Copy the lines of the listing below word for word, starting with the line that contains "Trace the outline of every instance of the tan" and going on through the end of the listing, both ends included.

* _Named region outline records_
------------------------------
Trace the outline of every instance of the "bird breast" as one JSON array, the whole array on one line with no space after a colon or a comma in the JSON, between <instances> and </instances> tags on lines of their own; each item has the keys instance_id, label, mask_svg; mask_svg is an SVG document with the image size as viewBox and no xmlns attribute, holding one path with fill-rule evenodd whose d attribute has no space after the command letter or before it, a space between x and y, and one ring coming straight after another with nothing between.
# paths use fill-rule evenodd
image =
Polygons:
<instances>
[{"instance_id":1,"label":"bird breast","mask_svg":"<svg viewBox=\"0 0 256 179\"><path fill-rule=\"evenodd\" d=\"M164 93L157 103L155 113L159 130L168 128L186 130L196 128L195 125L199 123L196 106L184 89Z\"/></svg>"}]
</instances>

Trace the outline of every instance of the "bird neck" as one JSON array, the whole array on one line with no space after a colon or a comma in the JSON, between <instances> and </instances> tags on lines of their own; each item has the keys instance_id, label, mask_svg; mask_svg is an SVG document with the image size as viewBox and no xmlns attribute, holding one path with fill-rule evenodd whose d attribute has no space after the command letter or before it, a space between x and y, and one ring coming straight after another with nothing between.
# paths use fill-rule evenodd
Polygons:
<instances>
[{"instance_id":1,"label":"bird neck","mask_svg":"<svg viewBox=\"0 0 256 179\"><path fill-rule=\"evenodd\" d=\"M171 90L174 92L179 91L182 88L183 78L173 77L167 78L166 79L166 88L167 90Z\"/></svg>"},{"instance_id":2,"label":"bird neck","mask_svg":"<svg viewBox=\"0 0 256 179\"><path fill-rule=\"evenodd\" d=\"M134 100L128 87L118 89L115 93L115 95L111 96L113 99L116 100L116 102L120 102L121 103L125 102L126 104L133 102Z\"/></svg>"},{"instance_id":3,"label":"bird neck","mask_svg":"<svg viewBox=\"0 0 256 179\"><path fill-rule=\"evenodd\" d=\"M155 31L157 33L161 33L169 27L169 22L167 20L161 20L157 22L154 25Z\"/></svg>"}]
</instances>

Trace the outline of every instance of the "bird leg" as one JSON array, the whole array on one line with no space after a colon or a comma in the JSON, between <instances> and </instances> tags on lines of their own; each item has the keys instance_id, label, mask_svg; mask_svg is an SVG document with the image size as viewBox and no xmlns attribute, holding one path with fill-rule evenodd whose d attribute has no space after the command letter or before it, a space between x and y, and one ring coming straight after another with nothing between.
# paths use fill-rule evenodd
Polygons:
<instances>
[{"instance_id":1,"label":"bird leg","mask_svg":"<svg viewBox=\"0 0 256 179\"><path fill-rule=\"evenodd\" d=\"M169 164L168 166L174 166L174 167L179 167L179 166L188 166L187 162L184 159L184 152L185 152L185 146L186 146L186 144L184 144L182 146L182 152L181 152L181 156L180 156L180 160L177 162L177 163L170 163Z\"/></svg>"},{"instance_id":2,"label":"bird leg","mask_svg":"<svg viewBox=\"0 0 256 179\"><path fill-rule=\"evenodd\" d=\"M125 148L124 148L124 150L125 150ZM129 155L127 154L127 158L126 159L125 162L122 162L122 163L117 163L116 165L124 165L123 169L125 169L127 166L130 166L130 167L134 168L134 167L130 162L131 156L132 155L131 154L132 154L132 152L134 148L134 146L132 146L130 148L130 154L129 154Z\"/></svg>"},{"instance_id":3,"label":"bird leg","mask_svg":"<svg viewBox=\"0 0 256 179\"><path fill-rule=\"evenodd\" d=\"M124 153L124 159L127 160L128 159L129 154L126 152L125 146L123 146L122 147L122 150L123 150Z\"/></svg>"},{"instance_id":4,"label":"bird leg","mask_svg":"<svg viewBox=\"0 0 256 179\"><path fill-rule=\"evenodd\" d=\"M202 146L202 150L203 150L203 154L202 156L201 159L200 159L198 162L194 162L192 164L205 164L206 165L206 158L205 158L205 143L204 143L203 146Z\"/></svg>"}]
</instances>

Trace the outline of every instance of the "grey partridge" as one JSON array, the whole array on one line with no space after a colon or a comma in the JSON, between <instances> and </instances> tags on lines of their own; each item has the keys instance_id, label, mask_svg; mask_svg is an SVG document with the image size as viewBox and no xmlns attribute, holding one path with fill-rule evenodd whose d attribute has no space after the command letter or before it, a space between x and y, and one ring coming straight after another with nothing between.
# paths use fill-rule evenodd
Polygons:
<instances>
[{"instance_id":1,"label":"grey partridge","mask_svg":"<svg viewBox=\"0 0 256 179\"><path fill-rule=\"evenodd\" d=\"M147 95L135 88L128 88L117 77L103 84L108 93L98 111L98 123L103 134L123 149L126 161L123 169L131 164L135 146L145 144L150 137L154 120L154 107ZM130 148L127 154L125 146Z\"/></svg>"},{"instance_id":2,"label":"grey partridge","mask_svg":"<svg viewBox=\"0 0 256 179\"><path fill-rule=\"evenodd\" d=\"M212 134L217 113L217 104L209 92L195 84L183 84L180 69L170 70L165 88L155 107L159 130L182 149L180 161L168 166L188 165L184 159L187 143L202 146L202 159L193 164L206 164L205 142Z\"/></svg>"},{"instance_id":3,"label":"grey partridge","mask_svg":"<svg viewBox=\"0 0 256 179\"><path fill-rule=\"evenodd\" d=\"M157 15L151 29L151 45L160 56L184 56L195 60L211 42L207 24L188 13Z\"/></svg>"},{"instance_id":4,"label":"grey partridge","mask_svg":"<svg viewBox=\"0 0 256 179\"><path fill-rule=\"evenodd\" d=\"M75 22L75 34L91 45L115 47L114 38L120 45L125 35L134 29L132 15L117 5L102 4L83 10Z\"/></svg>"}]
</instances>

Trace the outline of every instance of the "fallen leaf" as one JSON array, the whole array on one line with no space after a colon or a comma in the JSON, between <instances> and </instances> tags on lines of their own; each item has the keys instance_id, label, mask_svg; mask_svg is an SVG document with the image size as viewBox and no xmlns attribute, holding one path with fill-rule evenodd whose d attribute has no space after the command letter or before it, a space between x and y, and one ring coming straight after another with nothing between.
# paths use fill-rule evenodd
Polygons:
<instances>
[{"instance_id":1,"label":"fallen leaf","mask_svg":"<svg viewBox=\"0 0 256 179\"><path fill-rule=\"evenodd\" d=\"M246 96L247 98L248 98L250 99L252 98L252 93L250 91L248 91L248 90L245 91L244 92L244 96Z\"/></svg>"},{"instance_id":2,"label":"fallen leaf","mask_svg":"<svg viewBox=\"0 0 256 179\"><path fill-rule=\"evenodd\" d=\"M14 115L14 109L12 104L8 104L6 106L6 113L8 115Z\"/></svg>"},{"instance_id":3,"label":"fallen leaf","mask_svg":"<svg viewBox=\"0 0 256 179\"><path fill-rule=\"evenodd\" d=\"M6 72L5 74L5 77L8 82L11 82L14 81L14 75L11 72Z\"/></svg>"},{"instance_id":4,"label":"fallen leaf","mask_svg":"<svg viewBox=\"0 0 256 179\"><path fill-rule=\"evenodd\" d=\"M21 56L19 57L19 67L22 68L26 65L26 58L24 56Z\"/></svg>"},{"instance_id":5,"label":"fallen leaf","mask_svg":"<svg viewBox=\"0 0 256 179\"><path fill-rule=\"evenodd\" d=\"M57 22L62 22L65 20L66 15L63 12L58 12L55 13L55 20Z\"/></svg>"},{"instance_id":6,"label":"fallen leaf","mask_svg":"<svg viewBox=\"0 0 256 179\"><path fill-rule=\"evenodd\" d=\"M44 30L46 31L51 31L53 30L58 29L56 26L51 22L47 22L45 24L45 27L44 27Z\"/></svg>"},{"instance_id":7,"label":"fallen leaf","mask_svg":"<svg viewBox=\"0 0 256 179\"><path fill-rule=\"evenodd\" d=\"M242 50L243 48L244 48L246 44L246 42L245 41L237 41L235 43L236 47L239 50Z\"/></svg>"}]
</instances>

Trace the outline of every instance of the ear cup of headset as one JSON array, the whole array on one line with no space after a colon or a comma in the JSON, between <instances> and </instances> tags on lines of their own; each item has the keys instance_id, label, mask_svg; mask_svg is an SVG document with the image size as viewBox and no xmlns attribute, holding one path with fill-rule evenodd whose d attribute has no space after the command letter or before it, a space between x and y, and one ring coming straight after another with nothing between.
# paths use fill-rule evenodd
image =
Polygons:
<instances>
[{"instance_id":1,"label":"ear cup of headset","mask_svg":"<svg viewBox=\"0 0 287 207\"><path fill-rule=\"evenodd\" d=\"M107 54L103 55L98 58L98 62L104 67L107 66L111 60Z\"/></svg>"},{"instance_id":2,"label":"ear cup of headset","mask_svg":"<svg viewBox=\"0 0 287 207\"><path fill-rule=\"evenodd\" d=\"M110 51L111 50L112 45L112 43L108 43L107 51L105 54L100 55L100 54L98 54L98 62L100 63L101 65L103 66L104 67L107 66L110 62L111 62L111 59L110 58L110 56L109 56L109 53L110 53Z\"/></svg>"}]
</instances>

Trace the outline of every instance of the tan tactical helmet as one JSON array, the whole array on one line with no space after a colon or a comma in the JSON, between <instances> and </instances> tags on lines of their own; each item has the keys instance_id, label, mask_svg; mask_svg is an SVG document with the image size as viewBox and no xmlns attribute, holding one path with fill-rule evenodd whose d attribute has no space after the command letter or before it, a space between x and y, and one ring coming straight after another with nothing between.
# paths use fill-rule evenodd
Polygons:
------------------------------
* _Solved exercise_
Trace the outline of every instance of the tan tactical helmet as one JSON array, the whole array on one line with no space after a colon or a comma in the JSON, between <instances> and </instances> tags on lines of their own; each item has the keys instance_id, label, mask_svg; mask_svg is an SVG document with the image size as viewBox and no xmlns attribute, holding one path with fill-rule evenodd whose d attribute has no space after the command letter or before it, a space between x and y, and one ring coming straight after another with nothing between.
# paths use fill-rule evenodd
Polygons:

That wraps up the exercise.